■ What is needed ■
Copy out the lines of the records below, and only those lines, from the one with "Annotation task — mark the clapping" through the one with "Annotation task — mark the woman with", exactly as they appear.

■ Data in this exercise ■
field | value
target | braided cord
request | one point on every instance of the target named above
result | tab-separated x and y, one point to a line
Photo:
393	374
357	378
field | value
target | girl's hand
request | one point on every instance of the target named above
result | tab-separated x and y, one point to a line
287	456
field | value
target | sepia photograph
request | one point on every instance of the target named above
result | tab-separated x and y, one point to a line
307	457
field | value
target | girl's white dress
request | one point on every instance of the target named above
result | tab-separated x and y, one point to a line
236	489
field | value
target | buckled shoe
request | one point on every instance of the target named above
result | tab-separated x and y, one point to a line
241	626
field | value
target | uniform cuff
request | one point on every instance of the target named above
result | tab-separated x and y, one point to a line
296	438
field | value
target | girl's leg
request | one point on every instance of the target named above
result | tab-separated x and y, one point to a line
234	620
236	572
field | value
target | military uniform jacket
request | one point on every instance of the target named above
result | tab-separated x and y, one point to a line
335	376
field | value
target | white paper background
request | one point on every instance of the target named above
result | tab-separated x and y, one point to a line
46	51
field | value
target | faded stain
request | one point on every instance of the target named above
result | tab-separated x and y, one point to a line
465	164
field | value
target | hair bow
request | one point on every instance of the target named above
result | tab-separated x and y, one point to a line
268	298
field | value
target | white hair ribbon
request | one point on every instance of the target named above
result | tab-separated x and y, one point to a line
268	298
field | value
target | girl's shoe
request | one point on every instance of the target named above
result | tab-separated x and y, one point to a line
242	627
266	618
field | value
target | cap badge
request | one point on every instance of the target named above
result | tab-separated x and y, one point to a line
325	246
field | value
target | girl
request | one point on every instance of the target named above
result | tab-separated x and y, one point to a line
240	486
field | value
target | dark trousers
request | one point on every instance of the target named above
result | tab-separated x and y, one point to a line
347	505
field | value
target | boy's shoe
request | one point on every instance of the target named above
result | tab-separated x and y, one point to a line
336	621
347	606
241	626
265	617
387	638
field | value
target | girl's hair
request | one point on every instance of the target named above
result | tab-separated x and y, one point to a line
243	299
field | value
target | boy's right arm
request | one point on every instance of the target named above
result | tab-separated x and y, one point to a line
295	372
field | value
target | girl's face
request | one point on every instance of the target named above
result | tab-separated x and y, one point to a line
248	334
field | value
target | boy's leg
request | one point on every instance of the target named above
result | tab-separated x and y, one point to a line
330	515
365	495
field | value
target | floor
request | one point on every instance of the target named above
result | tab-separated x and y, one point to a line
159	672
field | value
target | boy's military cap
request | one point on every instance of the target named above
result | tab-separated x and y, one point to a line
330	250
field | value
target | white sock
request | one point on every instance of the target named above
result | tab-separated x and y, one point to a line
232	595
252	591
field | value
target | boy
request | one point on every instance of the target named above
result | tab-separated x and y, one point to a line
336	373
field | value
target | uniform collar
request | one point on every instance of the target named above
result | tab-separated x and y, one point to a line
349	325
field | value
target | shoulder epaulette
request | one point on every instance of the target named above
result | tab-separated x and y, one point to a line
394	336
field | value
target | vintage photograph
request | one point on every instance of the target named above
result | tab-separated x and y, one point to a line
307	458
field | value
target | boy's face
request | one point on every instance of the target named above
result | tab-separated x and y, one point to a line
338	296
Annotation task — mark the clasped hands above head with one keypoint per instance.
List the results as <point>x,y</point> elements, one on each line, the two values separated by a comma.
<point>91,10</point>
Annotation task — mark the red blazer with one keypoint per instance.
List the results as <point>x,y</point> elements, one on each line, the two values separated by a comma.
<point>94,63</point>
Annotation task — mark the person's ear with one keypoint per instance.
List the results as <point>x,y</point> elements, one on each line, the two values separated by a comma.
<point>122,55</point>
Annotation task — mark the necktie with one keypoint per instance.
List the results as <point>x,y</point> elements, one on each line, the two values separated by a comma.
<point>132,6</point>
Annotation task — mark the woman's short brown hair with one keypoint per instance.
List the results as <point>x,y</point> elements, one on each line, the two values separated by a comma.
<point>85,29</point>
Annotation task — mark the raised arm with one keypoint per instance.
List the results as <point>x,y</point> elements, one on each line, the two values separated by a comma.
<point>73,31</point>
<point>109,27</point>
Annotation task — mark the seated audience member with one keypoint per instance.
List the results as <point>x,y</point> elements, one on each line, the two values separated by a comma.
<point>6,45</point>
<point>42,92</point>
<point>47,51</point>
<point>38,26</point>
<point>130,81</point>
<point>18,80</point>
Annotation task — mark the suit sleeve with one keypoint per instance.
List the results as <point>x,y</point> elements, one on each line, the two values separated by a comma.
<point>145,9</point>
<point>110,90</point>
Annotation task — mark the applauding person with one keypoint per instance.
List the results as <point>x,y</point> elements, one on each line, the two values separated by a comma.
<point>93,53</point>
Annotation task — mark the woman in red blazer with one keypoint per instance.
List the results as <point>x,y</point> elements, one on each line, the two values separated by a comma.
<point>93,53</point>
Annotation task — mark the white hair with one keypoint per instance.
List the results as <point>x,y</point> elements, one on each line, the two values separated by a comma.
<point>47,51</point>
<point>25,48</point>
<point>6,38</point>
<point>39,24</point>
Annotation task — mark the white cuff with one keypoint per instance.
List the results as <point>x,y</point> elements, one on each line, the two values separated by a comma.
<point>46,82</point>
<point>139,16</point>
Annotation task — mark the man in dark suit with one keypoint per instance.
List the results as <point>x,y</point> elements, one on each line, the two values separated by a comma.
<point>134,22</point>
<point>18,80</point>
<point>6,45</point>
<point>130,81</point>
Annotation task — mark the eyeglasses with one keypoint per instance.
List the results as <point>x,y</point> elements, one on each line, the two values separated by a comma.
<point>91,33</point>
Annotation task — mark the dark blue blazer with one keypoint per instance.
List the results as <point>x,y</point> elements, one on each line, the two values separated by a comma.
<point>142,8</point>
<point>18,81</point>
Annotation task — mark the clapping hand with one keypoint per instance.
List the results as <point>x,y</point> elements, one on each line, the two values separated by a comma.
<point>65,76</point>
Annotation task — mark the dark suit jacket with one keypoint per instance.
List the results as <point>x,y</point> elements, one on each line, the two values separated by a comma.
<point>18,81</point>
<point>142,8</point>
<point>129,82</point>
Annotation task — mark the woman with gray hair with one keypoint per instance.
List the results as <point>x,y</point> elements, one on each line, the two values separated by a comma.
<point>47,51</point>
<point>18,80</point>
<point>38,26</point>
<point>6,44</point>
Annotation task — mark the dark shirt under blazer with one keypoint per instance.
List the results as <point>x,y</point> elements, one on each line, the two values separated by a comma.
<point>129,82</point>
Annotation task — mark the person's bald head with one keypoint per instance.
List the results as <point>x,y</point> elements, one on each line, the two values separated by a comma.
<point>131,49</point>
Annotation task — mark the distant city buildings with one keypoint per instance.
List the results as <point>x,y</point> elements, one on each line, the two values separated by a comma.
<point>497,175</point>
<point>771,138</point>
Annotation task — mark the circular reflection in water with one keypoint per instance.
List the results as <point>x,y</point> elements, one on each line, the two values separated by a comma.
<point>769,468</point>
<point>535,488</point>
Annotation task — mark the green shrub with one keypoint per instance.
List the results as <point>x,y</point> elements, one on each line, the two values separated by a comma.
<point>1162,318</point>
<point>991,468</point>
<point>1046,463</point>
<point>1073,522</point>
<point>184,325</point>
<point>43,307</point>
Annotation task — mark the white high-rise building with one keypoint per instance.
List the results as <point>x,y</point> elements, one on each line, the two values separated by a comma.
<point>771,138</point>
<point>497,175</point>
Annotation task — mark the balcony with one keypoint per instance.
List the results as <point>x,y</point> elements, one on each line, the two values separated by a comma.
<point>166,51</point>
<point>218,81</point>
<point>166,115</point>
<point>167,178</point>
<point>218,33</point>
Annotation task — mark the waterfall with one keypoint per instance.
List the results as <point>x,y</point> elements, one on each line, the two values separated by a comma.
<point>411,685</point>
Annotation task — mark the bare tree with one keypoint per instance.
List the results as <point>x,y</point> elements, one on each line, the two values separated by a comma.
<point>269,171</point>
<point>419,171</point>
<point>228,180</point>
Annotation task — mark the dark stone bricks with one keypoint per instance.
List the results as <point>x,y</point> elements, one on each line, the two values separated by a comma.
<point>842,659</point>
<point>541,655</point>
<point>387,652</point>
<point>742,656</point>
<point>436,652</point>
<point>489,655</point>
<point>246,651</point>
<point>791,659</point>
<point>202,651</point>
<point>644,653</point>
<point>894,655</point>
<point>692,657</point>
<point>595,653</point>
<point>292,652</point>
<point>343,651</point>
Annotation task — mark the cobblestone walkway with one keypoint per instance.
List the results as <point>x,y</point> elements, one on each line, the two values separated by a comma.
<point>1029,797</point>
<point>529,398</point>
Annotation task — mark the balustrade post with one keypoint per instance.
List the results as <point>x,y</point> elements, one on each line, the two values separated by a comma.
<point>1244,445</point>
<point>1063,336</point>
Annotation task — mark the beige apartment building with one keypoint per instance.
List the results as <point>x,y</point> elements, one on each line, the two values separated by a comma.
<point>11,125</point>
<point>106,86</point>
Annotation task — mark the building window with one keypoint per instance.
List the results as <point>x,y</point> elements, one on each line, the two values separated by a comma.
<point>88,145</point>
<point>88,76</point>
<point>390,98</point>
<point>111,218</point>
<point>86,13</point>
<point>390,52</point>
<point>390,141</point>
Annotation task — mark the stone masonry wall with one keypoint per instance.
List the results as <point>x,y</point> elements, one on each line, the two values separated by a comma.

■ Written answer ■
Annotation task — mark the clapping hand with one keypoint per instance.
List the results as <point>x,y</point> elements, one on each line, the two values separated by a comma.
<point>65,76</point>
Annotation task — mark the dark suit jacket with one keypoint per instance.
List the results as <point>x,y</point> elements, one on each line, the two values separated by a comma.
<point>18,81</point>
<point>142,8</point>
<point>129,82</point>
Annotation task — mark the woman with gray hair with one keypoint per instance.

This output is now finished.